## WORK TASK
Write the data below out again in full, exactly as shown.

## RECORDED INFORMATION
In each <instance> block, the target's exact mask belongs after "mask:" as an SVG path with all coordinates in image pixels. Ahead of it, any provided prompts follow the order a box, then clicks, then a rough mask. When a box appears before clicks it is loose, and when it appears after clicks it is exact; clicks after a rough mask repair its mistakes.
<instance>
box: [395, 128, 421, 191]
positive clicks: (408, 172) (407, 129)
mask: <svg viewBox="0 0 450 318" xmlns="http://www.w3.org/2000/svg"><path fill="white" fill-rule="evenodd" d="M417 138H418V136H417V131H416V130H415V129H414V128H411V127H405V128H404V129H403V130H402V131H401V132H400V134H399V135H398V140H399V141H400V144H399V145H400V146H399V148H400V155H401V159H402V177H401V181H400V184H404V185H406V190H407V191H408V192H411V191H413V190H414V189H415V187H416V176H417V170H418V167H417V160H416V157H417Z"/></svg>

## WRITTEN RESPONSE
In each <instance> block, the target's exact mask belongs after "mask:" as an SVG path with all coordinates in image pixels. Ahead of it, any provided prompts follow the order a box, then clicks, then a rough mask. When a box appears before clicks it is loose, and when it appears after clicks it is exact; clicks after a rough mask repair its mistakes.
<instance>
box: [395, 128, 421, 191]
positive clicks: (408, 172) (407, 129)
mask: <svg viewBox="0 0 450 318" xmlns="http://www.w3.org/2000/svg"><path fill="white" fill-rule="evenodd" d="M417 138H418V136H417V131H416V130H415V129H414V128H411V127H405V128H404V129H403V130H402V131H401V132H400V134H399V135H398V140H399V141H400V144H399V145H400V146H399V148H400V155H401V159H402V177H401V181H400V184H404V185H406V190H407V191H408V192H411V191H413V190H414V189H415V187H416V176H417V170H418V167H417V160H416V157H417Z"/></svg>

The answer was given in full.